═══ TEKSTGEDEELTE

Minister Bronto Somohardjo van Binnenlandse zaken zegt dat het niet de schuld is van de overheid dat materiaal voor het maken van identiteitskaarten en paspoorten niet beschikbaar is. Hij verduidelijkt dat zijn departement nog wacht op de levering van het materiaal zodat de samenleving voorzien kan worden.
De minister zegt dat het niet klopt dat hooggeplaatsten en vrienden van functionarissen wel geholpen worden aan ID-kaarten of paspoorten. “Wel weet ik dat wij vorig jaar hebben betaald. Dus de staat heeft haar verplichting voldaan.
Nu moet de leverancier inkomen.” De bewindsman geeft aan dat er niet alleen besteld is, maar ook betaald is om te verduidelijken dat de overheid haar deel al heeft gedaan. Het bedrag ligt in de honderden duizenden dollars geeft hij aan. Het lang wachten kan volgens Somohardjo liggen aan een aantal factoren. Hij noemt de oorlog in Oekraïne en het tekort aan digitale chips.
De Binnenlandse Zaken minister is ook ingegaan op de laatst aangepaste personeelswet. Somohardjo geeft verder aan dat hij goed gestemd is dat de gewijzigde personeelswet is aangenomen. Dit omdat het heel erg belangrijk is om de tegemoetkoming van mensen, die moedwillig de dienst dokken, te kunnen blokkeren. Hij noemt het een bijzondere wet waar vooral het aspect van ‘no work, no pay’ aan de orde komt.

══════
═══ GEGEVENSSET

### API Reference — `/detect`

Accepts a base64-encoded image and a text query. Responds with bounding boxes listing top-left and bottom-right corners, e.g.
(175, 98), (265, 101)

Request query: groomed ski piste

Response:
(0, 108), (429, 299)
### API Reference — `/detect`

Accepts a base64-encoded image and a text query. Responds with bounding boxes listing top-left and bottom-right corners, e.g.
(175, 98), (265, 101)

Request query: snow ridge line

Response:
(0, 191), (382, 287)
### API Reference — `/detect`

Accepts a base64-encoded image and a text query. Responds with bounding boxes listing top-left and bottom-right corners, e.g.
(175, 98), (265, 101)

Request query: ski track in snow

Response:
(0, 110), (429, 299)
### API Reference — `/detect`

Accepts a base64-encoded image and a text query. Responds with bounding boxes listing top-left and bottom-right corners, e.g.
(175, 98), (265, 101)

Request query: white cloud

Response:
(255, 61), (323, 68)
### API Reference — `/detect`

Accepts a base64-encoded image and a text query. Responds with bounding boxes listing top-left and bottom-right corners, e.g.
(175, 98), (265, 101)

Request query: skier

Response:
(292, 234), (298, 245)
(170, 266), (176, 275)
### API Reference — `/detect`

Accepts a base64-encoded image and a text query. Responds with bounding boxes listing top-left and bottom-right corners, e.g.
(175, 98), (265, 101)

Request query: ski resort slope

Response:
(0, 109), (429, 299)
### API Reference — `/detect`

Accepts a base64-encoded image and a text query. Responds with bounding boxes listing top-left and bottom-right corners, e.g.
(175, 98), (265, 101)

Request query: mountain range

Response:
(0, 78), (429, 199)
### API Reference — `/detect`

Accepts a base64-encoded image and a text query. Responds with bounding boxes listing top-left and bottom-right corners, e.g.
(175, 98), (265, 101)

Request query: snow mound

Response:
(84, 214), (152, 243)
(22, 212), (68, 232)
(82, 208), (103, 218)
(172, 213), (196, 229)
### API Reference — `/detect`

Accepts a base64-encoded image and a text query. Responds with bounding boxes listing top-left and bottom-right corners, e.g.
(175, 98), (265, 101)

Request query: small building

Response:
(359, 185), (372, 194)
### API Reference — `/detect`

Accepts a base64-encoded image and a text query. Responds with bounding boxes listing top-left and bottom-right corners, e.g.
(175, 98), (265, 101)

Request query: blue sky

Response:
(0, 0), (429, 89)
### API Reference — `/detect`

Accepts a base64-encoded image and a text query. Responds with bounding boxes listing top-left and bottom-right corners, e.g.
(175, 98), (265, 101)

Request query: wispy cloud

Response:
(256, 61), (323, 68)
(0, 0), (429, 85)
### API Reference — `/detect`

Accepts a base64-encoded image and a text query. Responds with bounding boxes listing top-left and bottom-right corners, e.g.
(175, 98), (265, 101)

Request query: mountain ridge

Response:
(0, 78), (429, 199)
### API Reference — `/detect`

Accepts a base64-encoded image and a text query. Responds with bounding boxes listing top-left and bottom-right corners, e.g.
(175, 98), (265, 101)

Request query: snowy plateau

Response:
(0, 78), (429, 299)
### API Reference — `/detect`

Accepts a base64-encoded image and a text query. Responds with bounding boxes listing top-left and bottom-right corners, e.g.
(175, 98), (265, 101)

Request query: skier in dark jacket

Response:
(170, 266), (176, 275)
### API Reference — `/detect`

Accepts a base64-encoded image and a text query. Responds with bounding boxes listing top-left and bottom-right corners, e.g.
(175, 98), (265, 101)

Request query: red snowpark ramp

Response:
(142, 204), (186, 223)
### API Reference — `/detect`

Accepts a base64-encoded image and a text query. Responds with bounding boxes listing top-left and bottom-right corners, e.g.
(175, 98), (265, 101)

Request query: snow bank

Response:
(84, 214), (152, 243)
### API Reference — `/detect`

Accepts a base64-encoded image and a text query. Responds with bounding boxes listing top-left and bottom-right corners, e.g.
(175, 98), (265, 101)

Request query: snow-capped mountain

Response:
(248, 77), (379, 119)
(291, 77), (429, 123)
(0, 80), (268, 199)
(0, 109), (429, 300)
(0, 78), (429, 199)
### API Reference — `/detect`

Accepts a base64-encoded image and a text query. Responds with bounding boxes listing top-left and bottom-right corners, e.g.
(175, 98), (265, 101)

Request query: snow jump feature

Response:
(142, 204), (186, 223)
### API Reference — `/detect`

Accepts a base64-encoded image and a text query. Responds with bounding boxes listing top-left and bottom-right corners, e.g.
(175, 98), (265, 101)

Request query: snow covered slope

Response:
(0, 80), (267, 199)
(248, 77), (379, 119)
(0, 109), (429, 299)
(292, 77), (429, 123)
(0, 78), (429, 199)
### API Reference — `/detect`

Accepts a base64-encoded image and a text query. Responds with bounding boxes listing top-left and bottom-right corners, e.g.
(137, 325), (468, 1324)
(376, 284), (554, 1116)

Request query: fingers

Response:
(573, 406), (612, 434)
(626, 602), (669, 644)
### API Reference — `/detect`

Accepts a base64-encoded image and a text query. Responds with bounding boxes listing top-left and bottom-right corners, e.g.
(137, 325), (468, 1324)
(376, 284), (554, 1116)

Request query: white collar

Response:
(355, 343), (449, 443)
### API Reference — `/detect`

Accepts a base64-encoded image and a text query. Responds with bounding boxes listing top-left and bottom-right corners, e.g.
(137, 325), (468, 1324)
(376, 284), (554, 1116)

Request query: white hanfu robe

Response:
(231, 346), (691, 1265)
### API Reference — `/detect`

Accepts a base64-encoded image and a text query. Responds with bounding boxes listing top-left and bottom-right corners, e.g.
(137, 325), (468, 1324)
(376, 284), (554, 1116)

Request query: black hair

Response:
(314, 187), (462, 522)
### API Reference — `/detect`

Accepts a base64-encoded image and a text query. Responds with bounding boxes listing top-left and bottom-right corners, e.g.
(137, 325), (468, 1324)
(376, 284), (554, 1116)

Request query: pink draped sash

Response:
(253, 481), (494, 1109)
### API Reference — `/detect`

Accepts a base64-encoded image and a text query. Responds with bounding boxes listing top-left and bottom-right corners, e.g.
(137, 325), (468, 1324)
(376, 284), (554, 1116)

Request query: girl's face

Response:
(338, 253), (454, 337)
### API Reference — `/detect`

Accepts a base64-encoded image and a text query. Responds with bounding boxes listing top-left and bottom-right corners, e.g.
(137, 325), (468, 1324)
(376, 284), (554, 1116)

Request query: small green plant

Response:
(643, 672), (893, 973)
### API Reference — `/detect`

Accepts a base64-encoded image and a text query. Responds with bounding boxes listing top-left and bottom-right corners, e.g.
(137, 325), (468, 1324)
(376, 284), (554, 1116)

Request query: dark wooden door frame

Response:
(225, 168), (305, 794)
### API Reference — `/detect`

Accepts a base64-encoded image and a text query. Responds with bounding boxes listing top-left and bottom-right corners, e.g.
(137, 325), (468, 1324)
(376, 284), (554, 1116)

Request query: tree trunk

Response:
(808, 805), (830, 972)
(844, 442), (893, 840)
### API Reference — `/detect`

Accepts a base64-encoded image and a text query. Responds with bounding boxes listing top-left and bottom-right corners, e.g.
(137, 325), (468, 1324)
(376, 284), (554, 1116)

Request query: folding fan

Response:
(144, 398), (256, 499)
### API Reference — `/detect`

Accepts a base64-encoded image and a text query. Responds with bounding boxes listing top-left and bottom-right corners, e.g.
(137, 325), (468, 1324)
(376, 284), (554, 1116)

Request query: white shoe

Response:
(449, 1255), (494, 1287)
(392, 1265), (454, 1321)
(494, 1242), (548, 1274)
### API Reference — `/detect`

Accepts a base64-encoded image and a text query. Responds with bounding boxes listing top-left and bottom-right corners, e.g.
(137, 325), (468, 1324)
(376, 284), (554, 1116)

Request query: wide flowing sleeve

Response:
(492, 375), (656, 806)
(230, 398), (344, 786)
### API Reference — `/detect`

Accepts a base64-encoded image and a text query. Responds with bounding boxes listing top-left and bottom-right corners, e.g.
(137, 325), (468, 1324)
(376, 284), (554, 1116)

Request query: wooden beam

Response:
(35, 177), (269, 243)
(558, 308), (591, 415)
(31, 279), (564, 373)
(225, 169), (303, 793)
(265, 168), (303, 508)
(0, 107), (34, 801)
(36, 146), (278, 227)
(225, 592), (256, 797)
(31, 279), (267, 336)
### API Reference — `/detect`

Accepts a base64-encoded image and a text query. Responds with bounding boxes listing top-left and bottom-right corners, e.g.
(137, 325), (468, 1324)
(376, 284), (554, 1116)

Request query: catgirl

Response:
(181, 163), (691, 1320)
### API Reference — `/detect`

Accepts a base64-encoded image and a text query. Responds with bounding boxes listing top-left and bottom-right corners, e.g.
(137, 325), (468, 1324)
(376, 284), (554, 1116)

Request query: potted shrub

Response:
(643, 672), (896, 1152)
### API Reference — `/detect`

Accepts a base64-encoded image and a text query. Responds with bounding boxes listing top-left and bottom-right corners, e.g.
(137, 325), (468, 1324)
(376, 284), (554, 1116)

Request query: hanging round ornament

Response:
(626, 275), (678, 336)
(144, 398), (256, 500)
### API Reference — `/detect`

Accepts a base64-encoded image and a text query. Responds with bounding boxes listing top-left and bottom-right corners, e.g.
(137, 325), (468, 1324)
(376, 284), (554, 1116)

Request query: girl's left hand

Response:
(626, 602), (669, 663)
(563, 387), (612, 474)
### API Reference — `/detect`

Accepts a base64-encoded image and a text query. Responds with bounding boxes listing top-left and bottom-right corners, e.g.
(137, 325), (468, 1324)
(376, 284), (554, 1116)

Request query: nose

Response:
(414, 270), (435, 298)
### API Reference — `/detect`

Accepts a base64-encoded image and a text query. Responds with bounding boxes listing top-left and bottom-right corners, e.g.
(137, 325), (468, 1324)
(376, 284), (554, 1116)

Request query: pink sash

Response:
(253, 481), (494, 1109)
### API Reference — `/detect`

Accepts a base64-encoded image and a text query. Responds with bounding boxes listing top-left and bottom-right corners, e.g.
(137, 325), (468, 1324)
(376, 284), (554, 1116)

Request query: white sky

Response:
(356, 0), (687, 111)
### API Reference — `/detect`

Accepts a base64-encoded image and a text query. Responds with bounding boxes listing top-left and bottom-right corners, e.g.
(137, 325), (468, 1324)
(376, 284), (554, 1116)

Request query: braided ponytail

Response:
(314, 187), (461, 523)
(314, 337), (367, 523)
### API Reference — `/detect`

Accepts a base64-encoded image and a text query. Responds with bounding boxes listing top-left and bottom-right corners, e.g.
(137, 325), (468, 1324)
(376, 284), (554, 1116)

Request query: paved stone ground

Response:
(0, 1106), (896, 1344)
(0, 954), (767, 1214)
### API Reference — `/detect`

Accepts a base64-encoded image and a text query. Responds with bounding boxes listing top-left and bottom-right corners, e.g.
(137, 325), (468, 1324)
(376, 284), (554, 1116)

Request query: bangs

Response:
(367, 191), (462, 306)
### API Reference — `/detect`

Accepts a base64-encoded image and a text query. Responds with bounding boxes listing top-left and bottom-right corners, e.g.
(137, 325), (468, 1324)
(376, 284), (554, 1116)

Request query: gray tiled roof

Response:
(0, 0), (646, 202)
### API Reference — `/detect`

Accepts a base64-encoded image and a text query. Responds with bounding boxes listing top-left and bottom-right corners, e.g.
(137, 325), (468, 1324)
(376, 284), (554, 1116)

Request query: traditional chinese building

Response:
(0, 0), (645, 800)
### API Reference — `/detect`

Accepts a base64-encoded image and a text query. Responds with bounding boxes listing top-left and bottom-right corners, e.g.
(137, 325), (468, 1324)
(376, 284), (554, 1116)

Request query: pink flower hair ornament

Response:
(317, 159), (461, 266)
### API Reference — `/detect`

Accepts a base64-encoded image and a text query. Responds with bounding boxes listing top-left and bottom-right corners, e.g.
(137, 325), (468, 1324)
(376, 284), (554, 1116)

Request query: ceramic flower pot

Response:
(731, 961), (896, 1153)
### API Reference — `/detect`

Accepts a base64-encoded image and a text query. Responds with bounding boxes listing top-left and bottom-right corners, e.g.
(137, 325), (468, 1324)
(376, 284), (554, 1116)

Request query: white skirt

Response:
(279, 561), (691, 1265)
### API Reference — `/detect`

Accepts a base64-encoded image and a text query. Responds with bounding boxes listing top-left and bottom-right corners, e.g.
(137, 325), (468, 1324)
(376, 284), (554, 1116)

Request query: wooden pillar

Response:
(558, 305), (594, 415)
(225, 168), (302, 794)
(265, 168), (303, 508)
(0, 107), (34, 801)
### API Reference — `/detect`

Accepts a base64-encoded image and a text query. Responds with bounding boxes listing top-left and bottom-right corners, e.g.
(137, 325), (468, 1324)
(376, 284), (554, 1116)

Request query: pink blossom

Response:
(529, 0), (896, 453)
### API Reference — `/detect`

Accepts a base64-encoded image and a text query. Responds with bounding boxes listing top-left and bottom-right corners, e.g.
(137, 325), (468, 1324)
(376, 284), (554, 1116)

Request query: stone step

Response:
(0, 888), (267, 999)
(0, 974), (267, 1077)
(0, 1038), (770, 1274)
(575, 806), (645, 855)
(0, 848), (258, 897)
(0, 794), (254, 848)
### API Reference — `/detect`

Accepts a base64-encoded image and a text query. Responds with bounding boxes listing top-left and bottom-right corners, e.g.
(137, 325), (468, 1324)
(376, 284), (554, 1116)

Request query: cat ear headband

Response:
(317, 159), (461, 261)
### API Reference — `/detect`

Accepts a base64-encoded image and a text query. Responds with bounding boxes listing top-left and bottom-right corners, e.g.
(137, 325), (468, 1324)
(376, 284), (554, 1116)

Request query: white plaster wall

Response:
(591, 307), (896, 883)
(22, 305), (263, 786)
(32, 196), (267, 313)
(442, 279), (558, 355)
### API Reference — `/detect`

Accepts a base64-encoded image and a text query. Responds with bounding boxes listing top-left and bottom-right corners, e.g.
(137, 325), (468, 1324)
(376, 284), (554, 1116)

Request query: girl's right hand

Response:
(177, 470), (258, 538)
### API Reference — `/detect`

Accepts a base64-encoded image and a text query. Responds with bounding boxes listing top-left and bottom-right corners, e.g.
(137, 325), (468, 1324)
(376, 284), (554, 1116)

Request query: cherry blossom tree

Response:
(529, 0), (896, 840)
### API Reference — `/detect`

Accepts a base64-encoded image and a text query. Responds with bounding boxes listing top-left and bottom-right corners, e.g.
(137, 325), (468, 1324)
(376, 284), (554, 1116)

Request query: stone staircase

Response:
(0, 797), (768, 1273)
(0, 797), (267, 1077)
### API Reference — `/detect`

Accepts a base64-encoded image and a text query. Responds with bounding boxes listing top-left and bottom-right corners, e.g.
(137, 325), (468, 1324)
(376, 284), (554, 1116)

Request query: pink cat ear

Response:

══════

-- TE BEANTWOORDEN VRAGEN --
A) Geef voor elke bewering aan of die klopt met het bericht over de identiteitskaarten en paspoorten, met ja of nee en de doorslaggevende woorden letterlijk geciteerd: (i) De minister zegt dat de staat vorig jaar al heeft betaald. (ii) De minister bevestigt dat hooggeplaatsten en vrienden van functionarissen wel ID-kaarten of paspoorten krijgen. (iii) Het betaalde bedrag ligt in de miljoenen dollars.
B) Schrijf een vervolg op het bericht over de identiteitskaarten en de gewijzigde personeelswet, te beginnen na de laatste zin.

-- ANTWOORDEN --
A)
(i) Ja: "Wel weet ik dat wij vorig jaar hebben betaald."
(ii) Nee: "De minister zegt dat het niet klopt dat hooggeplaatsten en vrienden van functionarissen wel geholpen worden aan ID-kaarten of paspoorten."
(iii) Nee: "Het bedrag ligt in de honderden duizenden dollars geeft hij aan."

B)
Het regime houdt volgens de bewindsman goed bestuur hoog in het vaandel zodat alles goed verloopt.De kritieken die veelal werden geleverd door de oppositie en vakbondsleiders, is dat zij voor rancune vrezen. Binnen de aangepaste wetgeving kan de overheid ‘no work, no pay’ toepassen. Verschillende vakbondsleiders vrezen dat de staat onrechtmatig gebruik zou kunnen maken van deze aanpassing.
NPS-parlementariërs, Patrica Etnel, heeft als kritieke kanttekening meegegeven dat de kans groot is dat de staat een tal van rechtszaken aangesmeerd kan krijgen. Echter zegt Somohardjo dat hij niet kan praten over rancune op zijn ministerie. Hij stelt dat er ambtenaren thuis gezet zijn, omdat er niet gewerkt wordt met deze mensen. Hij stelt dat er in deze gevallen geen rancune ter sprake komt en deze mensen beschermd zullen worden door de staat.